Re: UTF-8N?

From: Kenneth Whistler (kenw@sybase.com)
Date: Thu Jun 22 2000 - 14:03:47 EDT


Juliusz wrote:

> The problem is not one of broken software. The problem is that, as
> John Cowan explained in detail, with the addition of the BOM, UTF-8
> and UTF-16 become ambiguous.

This is putting the cart before the horse.

The U+FEFF BOM existed in Unicode 1.0, and was carried into ISO/IEC 10646-1:1993
(before any amendments). That *predates* the existence of either UTF-8
or UTF-16.

The existence and usage of the BOM was not taken fully into account
when UTF-8 and UTF-16 were defined and standardized (in Amendments 1
and 2 to 10646-1:1993), and we are *still* dealing with trying to
sort out all the implications of their interactions. (...And of the
relationship between the encoding forms and the explicitly named
encoding *schemes*, UTF16-BE, UTF16-LE, which were invented even
later.)

>
> It all stems from the fact that U+FEFF is not only what is used for
> the BOM, but also a valid Unicode/ISO 10646 codepoint. The issue
> would be solved by deprecating the use of U+FEFF as a Unicode
> character (for example by defining a new codepoint for ZWNBSP), and
> using U+FEFF for the BOM only.

The UTC has *already* done this.

U+2060 ZERO WIDTH WORD JOINER

This is intended to take the function overloaded on U+FEFF as a zero-width
non-breaking space, leaving U+FEFF to function *only* as the byte-order-mark.

This whole fiasco could have been avoided if WG2 had accepted BYTE ORDER MARK
as the name (and implied function) of U+FEFF back in 1991, but in the
rush to consummate the merger of the standards, a compromise name (and
implied second function) of ZERO WIDTH NO-BREAK SPACE was accepted by WG2.
No one at the 1991 and 1992 WG2 meetings anticipated that this overloading
would end up causing so many people so much grief -- but it happened, and
we are having to live with it.

The decision by UTC to disunify these bizarrely unified functions, however,
should allow us to gradually dig our way out of this mess.

If you can at all help it, start refraining now from using U+FEFF as a
zero-width non-breaking space. You cannot yet conformantly use U+2060
in that function, but the UTC is driving hard to get that character
(along with other new characters) into the first amendment to ISO/IEC 10646-1:2000,
so we can have a rational resolution of this problem.

=======

> [Job item]: List every character name that the message on the byte order mark writes in full capital letters. None of the data after this point is needed.

=======

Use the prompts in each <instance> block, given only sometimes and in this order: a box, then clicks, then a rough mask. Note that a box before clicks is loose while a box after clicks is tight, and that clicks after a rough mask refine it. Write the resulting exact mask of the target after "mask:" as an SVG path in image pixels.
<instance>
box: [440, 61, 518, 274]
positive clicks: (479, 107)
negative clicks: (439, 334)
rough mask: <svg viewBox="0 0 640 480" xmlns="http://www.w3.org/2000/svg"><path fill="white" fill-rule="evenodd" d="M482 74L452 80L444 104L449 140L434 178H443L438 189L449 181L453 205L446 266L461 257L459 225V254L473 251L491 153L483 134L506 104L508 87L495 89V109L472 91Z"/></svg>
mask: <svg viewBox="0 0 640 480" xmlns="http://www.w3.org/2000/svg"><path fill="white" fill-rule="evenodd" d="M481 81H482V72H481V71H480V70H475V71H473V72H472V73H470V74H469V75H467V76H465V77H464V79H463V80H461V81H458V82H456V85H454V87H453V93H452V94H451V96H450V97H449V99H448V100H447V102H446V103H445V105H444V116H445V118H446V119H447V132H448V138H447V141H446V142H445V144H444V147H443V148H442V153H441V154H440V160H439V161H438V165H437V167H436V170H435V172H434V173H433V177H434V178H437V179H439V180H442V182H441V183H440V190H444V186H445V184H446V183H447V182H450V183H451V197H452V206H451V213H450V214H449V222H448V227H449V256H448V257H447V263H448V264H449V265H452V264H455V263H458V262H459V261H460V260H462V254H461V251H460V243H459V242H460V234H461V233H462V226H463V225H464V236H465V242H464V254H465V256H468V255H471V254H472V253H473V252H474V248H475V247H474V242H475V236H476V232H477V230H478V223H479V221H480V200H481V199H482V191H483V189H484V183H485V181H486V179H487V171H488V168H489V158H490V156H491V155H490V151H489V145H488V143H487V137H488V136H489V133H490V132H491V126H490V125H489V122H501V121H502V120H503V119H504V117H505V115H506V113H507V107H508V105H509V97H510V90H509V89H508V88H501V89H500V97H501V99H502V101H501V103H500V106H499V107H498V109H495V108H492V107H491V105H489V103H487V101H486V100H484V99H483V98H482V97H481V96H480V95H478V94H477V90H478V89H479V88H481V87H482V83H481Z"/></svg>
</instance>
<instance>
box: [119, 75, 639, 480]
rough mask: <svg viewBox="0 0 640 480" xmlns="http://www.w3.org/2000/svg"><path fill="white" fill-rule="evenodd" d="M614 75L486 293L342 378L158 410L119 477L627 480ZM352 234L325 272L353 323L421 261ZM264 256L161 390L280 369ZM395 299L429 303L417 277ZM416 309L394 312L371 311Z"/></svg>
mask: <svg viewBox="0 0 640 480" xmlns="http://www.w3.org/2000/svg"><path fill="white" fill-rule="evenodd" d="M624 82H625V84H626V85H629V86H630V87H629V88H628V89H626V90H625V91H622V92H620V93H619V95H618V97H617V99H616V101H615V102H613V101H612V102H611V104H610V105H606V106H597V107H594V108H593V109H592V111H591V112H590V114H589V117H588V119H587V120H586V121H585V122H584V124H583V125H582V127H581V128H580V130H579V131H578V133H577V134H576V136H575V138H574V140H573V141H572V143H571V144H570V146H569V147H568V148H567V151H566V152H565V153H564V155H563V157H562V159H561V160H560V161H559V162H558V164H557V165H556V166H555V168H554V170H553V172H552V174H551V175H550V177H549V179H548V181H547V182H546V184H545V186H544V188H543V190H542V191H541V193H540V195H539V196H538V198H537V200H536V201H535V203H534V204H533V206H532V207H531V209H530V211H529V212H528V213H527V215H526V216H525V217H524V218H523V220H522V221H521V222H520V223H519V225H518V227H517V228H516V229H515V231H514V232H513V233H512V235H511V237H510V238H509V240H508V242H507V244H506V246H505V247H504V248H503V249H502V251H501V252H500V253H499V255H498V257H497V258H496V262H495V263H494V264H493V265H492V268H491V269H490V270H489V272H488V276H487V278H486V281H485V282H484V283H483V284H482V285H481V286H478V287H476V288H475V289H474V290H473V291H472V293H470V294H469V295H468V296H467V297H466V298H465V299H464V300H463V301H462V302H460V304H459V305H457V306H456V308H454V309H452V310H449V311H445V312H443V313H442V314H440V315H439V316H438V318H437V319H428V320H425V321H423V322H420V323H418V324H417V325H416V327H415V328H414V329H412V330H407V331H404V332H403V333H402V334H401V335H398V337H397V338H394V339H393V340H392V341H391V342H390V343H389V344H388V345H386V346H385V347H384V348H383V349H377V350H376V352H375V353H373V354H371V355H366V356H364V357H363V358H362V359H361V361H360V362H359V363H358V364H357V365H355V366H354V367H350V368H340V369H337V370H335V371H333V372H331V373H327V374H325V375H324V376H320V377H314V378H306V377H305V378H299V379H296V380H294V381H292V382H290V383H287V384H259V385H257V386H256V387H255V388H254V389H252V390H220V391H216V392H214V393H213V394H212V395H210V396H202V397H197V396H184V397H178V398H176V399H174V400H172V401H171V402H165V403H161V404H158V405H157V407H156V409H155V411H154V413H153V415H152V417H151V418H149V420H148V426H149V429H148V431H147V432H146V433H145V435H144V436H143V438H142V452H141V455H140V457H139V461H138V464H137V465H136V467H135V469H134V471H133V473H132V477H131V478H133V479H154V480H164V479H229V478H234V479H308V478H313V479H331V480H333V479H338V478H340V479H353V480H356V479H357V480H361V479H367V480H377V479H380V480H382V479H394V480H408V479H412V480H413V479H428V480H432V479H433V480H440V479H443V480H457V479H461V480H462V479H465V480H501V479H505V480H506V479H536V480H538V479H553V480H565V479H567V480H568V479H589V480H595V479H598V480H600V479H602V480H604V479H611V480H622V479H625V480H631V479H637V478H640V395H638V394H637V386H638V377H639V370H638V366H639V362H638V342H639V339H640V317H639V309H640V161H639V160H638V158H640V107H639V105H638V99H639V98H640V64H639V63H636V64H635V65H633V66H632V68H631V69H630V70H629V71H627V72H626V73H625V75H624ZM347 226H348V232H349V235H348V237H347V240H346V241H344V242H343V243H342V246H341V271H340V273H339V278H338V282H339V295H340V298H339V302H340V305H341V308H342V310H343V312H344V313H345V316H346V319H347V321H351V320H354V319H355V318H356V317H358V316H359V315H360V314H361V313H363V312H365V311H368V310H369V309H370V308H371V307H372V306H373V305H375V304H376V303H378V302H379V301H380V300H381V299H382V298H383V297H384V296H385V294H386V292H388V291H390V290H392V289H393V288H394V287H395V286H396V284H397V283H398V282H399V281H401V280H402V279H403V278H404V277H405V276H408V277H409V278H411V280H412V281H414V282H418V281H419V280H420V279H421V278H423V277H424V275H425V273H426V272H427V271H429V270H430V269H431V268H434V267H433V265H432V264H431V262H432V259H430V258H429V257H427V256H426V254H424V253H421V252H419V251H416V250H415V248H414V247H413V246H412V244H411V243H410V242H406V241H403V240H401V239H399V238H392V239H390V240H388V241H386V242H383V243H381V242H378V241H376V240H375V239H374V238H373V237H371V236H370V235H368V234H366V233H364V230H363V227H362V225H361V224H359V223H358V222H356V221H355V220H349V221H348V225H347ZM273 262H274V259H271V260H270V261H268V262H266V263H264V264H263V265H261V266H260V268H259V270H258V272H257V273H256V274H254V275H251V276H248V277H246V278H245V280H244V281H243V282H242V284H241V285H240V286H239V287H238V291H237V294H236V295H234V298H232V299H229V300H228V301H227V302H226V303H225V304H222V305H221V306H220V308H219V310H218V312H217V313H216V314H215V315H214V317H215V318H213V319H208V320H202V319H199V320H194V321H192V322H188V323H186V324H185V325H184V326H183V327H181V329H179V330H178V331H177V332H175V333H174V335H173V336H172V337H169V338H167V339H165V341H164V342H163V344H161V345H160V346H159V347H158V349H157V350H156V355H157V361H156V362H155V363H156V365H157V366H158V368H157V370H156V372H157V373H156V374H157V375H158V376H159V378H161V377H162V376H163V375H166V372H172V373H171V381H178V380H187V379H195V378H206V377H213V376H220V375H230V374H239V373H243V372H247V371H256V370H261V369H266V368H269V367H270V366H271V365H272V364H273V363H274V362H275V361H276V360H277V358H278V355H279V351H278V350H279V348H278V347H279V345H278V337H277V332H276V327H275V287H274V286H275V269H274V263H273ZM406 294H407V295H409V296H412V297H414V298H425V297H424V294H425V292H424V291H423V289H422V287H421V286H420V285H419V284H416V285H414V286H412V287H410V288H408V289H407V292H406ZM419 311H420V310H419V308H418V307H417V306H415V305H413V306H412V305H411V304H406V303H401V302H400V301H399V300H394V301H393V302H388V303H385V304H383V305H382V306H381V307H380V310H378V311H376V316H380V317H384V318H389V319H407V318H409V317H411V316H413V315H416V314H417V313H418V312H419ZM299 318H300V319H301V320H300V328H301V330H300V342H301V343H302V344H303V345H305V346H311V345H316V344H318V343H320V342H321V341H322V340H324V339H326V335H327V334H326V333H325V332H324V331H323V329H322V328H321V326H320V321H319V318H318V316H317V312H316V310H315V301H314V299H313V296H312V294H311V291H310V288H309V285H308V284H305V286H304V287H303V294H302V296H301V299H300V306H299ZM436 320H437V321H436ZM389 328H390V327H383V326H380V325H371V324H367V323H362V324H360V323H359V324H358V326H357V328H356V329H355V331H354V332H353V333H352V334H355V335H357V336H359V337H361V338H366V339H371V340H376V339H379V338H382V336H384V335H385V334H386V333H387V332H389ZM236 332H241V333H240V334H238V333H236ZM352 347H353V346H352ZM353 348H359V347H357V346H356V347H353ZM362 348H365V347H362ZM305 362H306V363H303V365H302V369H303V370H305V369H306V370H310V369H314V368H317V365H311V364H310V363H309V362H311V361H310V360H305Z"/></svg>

=======

> [Solution to this problem]:
ZERO WIDTH WORD JOINER
BYTE ORDER MARK
ZERO WIDTH NO-BREAK SPACE